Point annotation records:
"""

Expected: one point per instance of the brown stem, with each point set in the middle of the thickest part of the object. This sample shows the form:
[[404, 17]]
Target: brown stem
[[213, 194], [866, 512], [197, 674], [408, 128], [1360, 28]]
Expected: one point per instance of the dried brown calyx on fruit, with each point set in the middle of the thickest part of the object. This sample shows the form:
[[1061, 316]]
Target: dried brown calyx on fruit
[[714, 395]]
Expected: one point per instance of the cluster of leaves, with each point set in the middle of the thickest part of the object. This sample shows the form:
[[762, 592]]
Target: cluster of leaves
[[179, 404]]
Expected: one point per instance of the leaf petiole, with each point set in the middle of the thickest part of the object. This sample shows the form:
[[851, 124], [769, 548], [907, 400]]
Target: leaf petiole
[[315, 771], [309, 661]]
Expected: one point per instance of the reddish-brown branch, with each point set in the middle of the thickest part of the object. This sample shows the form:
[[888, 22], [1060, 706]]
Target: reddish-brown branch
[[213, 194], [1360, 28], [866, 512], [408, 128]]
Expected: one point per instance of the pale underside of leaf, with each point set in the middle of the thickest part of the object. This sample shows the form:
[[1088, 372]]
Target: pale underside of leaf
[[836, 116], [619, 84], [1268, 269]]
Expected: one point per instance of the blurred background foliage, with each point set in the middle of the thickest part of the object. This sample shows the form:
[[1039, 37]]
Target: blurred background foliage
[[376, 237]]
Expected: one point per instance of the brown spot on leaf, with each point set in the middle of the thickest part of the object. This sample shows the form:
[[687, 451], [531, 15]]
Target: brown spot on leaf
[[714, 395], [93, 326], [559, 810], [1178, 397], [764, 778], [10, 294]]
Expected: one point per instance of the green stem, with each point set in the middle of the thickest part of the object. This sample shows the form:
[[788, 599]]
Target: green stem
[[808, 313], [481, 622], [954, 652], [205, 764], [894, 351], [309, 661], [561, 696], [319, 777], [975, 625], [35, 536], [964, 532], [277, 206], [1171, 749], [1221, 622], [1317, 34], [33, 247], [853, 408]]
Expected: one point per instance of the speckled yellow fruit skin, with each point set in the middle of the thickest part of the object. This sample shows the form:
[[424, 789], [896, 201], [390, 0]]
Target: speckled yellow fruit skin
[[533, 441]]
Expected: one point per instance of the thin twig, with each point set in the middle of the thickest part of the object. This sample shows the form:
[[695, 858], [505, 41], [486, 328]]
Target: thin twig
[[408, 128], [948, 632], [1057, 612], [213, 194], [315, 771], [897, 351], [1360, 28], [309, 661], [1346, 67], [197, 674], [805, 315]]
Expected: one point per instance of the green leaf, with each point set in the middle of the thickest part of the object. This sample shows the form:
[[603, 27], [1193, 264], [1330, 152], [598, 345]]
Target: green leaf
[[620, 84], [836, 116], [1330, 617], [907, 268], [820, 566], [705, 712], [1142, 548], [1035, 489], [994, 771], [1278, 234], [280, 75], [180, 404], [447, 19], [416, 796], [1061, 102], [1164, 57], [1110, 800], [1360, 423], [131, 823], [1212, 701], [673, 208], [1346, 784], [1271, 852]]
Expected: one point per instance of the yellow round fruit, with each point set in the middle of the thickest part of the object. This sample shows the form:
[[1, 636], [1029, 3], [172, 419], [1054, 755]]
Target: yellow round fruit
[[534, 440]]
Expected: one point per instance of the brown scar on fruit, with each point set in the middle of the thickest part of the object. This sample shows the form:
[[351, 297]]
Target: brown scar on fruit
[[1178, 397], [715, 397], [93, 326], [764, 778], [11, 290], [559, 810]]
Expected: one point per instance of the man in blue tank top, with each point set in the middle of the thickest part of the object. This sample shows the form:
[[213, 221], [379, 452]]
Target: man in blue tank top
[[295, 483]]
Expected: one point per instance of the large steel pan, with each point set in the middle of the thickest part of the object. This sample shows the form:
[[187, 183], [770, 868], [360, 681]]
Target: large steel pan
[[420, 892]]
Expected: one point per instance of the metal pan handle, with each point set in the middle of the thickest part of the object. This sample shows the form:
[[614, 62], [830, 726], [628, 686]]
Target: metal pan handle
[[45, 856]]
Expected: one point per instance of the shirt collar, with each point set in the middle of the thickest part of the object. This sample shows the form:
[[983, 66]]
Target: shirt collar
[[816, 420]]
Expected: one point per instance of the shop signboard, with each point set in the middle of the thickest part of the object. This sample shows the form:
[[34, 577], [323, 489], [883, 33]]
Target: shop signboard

"""

- [INSTRUCTION] Express every line of the data above as a JSON list of strings, one string per line, with blank lines left out.

- [EXERCISE RESPONSE]
[
  "Expected: one point per instance of the brown stem, with each point set in the middle of the thickest part of the object. This sample shows the form:",
  "[[404, 17]]",
  "Target: brown stem",
  "[[213, 194], [866, 512], [197, 674], [408, 128], [1360, 28]]",
  "Expected: one point per instance of the dried brown calyx on fruit, with each point set in the middle of the thickest part of the object. This sample shows the form:",
  "[[1061, 316]]",
  "Target: dried brown calyx on fruit",
  "[[714, 395]]",
  "Expected: one point per instance of the cluster of leaves, with each point set in the middle of the thickest part of the object. This sample shows the form:",
  "[[762, 592]]",
  "Target: cluster of leaves",
  "[[179, 404]]",
  "Expected: one point per instance of the leaf petiole, with each point set in the middle of the thickest part of the object. This sample shows the form:",
  "[[851, 124], [769, 548], [907, 400]]",
  "Target: leaf petiole",
  "[[315, 771], [309, 661]]",
  "Expected: one point per instance of the reddish-brown branch, with each point set in the middle of the thickest part of the object. This sample shows the form:",
  "[[888, 22], [1060, 706]]",
  "Target: reddish-brown branch",
  "[[213, 194], [1360, 28], [866, 512], [408, 128]]",
  "Expected: one point per instance of the pale underside of leaf, with each point set in the middle of the thickest part of the object. This sample shows the form:",
  "[[1088, 372]]",
  "Target: pale underside of leaf",
  "[[836, 116], [619, 84], [1268, 269]]",
  "Expected: one point per instance of the blurred background foliage, with each point set in the middle of the thickest part of the object. This sample shows the form:",
  "[[1039, 37]]",
  "Target: blurred background foliage",
  "[[376, 237]]",
  "Expected: one point per instance of the brown spot on leaf, with each point set in the middle of the thickest part of the object. This sample shows the form:",
  "[[687, 451], [531, 15]]",
  "Target: brown spot on leaf",
  "[[714, 395], [93, 326], [559, 810], [1178, 397], [764, 778], [10, 294]]",
  "Expected: one point per instance of the green stem, with each point set in the middle of the thickest part of the object. This sample shows the form:",
  "[[788, 599]]",
  "Target: green stem",
  "[[808, 313], [481, 622], [954, 652], [205, 764], [894, 351], [309, 661], [561, 696], [319, 777], [975, 625], [35, 536], [964, 532], [277, 206], [1171, 749], [1221, 622], [1317, 34], [33, 247], [853, 408]]",
  "Expected: one point per instance of the speckled yellow fruit skin, with each point set in the middle of the thickest part of the object. This sample shows the form:",
  "[[424, 789], [896, 201], [390, 0]]",
  "Target: speckled yellow fruit skin",
  "[[533, 441]]",
  "Expected: one point per instance of the thin twig, with each point set in the middle of the thickest part of the object. This sample shows the form:",
  "[[695, 858], [505, 41], [486, 328]]",
  "Target: thin twig",
  "[[408, 128], [948, 632], [1057, 612], [213, 194], [315, 771], [897, 351], [1360, 28], [309, 661], [1346, 67], [197, 674], [805, 315]]",
  "Expected: one point per instance of the green leaf, with each point set in the middle of the thickest part of the object. This sample shows the form:",
  "[[603, 27], [1193, 264], [1330, 152], [598, 345]]",
  "Target: green leaf",
  "[[620, 84], [836, 116], [1330, 617], [907, 268], [820, 566], [705, 712], [1142, 548], [1035, 489], [994, 771], [1278, 234], [280, 75], [180, 404], [447, 19], [416, 796], [1061, 102], [1164, 57], [1110, 800], [1360, 423], [131, 823], [1212, 701], [673, 208], [1346, 784], [1271, 852]]",
  "Expected: one point per instance of the yellow round fruit, with each point set in the middle of the thickest part of the object. This sample shows the form:",
  "[[1, 636], [1029, 3], [172, 419], [1054, 755]]",
  "Target: yellow round fruit",
  "[[534, 440]]",
  "Expected: one point per instance of the brown scar on fruit, with each point set in the middle of the thickest part of the object. This sample shows the form:",
  "[[351, 297]]",
  "Target: brown scar on fruit",
  "[[1178, 397], [715, 397], [93, 326], [764, 778], [11, 290], [559, 810]]",
  "Expected: one point per instance of the man in blue tank top, with each point set in the middle of the thickest part of the object. This sample shows the form:",
  "[[213, 221], [379, 452]]",
  "Target: man in blue tank top",
  "[[295, 483]]",
  "Expected: one point per instance of the large steel pan, with each point set in the middle of the thickest part of the object. This sample shows the form:",
  "[[187, 183], [770, 868], [360, 681]]",
  "Target: large steel pan",
  "[[420, 892]]",
  "Expected: one point per instance of the metal pan handle, with each point set in the middle of the thickest part of the object. This sample shows the form:",
  "[[614, 62], [830, 726], [628, 686]]",
  "Target: metal pan handle",
  "[[45, 856]]",
  "Expected: one point per instance of the shirt collar, with each point set in the middle of the thickest part of the object. This sample shows the form:",
  "[[983, 66]]",
  "Target: shirt collar",
  "[[816, 420]]",
  "Expected: one point per instance of the shop signboard, with each point set in the middle of the thickest part of the object. This sample shows the form:",
  "[[34, 577], [323, 489], [883, 33]]",
  "Target: shop signboard"
]